Text section:
○ ○ ○ ○

UIT The arctic university of Norway > Giellatekno
 

Meeting_2007-02-05

Meeting setup

  • Date: 05.02.2007
  • Time: 09.00 Norw. time
  • Place: Internet
  • Tools: SubEthaEdit, iChat

Agenda

  1. Opening, agenda review
  2. Reviewing the task list from last week
  3. Documentation - divvun.no
  4. Corpus gathering
  5. Corpus infrastructure
  6. Infrastructure
  7. Linguistics
  8. name lexicon infrastructure
  9. Spellers
  10. Other issues
  11. Summary, task lists
  12. Closing

1. Opening, agenda review, participants

Opened at 10: 12. Part two of the meeting opened at 14: 45.

Present: Børre, Maaren, Sjur, Steinar, Thomas

Absent: Saara, Tomi, Trond

Agenda accepted as is.

2. Updated task status since last meeting

Børre

  • send smj translations to Polderland
    • Both smj and sme are sent.
  • write form to request corpus user account
    • Not done
  • document how to apply for access to closed corpus, and details on the corpus and its use in general
    • Not done
  • add short description on our front page on anonymous cvs and corpus access, with links to relevant documentation
    • Done
  • update and fix our documentation and infrastructure as Steinar finds problem areas
    • Not done
  • continue work on script for automatic testing of the spell checker in Word
    • Not done
  • fix sme texts in corpus this month
    • Not done
  • find missing nob parallel texts in corpus
    • Not done
  • translate Windows installer text to sme
    • Thomas helped out
  • work on the Polderland data generation (PLX format conversion)

○ ○ ○ ○

Information shown:
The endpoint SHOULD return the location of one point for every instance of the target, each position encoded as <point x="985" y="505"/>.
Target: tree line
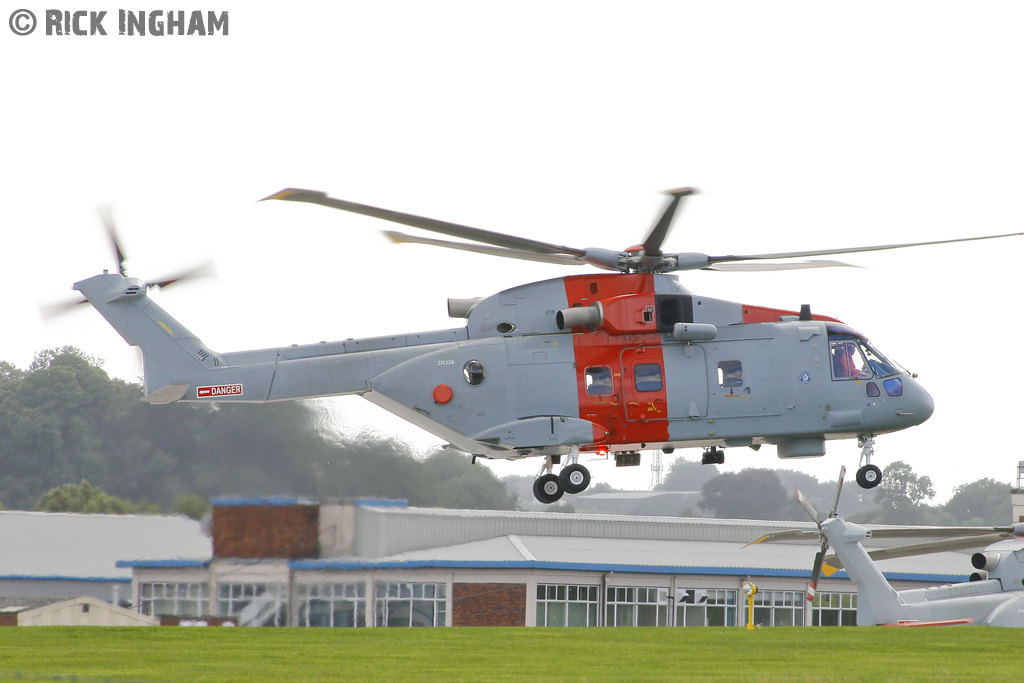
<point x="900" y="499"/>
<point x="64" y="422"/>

○ ○ ○ ○

Problem set:
1. Who is listed as absent in the 2007-02-05 meeting notes?
2. Continue the 2007-02-05 meeting notes after their last line.
The data can be left aside.

Task responses:
1. Saara, Tomi, and Trond.

2.
    • Concentrate on compounding
      • Not done
  • go through other directories, fix parallellity information for other documents
    • Not done
  • add sma texts to the corpus repository
    • Not done
  • order Intel Macs
    • Received them last week. Both machines are in use. Will install Windows and MS Office on Thomas' machine this evening.
  • fix bugs!

Maaren

  • tasks according to Thomas
    • Not done

Saara

  • fix sme texts in corpus this month
  • continue aligning the rest of the parallel files
  • fix problems with xml2lexc if needed
  • fix bugs!

Sjur

  • name lexicon:
    • restructure interface code for easier maintenance, coding and use
      • done and working in all checked browsers except Opera
    • refactor the rest of the SD-terms editor code
      • major rewrite and simplification ahead, based on the new interface
    • implement missing propnouns editing functions
      • started looking at these again
    • implement improvements decided upon in Tromsø
  • hire linguist and programmer
    • nothing done
  • publish corpus contracts and project infra on NoDaLi-sta
  • fix stuorra-oslolaš lower case o
  • write form to request corpus user account
  • document how to apply for access to closed corpus, and details on the corpus and its use in general
  • fix bugs!

Steinar

  • test our infrastructure and documentation - follow the documentation exactly, and find problem areas - report problems to Børre. Start: At the front page.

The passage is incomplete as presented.